- **EXERCISE OBJECTIVE**: Report back each line of the data that contains the word "window".

*** GIVEN INFORMATION ***

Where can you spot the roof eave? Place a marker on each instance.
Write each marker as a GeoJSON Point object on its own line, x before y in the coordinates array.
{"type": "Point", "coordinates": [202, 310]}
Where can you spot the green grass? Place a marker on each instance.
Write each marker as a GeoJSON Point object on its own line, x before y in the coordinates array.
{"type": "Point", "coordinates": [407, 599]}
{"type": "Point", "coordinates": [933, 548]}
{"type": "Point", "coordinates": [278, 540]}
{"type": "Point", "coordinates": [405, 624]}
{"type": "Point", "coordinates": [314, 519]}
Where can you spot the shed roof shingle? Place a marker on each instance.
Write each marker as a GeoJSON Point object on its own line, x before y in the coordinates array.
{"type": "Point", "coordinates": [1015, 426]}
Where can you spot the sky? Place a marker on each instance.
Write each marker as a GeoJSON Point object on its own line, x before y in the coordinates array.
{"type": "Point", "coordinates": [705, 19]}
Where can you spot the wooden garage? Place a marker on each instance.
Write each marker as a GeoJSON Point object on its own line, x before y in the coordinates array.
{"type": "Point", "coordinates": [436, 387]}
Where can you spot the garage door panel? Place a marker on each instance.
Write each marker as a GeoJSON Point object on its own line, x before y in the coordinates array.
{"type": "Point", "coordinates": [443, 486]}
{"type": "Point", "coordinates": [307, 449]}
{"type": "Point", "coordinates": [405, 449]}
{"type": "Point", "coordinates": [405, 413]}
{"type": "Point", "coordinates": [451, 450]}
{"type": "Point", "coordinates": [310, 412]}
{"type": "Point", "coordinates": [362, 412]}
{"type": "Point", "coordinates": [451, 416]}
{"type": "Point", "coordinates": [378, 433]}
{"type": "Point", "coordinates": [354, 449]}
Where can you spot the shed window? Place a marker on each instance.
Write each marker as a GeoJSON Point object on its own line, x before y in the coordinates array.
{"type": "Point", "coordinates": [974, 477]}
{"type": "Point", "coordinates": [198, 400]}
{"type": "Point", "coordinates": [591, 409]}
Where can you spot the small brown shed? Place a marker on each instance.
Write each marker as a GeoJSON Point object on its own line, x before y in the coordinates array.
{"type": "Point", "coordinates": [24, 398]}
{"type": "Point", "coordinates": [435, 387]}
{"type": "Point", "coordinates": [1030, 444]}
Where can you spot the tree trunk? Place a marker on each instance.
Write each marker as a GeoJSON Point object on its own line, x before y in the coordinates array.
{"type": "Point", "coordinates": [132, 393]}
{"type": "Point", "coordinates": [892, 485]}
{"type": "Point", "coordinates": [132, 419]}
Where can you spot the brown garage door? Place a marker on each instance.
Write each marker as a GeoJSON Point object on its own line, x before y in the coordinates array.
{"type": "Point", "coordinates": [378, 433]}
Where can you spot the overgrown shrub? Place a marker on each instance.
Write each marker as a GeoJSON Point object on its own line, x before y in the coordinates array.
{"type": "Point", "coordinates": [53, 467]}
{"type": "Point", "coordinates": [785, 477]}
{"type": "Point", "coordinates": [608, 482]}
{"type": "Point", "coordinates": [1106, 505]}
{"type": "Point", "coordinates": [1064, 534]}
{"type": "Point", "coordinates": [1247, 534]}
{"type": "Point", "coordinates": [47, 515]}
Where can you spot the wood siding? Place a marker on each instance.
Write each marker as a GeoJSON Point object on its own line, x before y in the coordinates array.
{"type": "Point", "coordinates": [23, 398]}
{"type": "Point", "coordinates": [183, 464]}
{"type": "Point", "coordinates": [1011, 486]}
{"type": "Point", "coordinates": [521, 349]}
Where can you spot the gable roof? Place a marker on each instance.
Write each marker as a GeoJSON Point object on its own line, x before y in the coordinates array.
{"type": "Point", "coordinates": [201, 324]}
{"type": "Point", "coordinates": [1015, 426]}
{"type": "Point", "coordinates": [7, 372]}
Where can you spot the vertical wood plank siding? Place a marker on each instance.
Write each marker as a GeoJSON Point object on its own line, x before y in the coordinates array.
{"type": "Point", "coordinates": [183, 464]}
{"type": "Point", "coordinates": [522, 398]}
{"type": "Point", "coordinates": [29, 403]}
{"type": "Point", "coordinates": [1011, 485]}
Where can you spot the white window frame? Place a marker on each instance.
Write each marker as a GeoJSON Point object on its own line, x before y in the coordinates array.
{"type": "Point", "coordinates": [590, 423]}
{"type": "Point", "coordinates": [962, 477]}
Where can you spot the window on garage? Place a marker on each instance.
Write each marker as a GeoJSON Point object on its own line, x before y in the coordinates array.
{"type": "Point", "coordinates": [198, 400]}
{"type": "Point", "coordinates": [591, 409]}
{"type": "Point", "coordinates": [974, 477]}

*** End of GIVEN INFORMATION ***

- **THE ANSWER**:
Where can you spot the shed window? Place a marker on each instance.
Where can you spot the white window frame? Place a marker on each instance.
Where can you spot the window on garage? Place a marker on each instance.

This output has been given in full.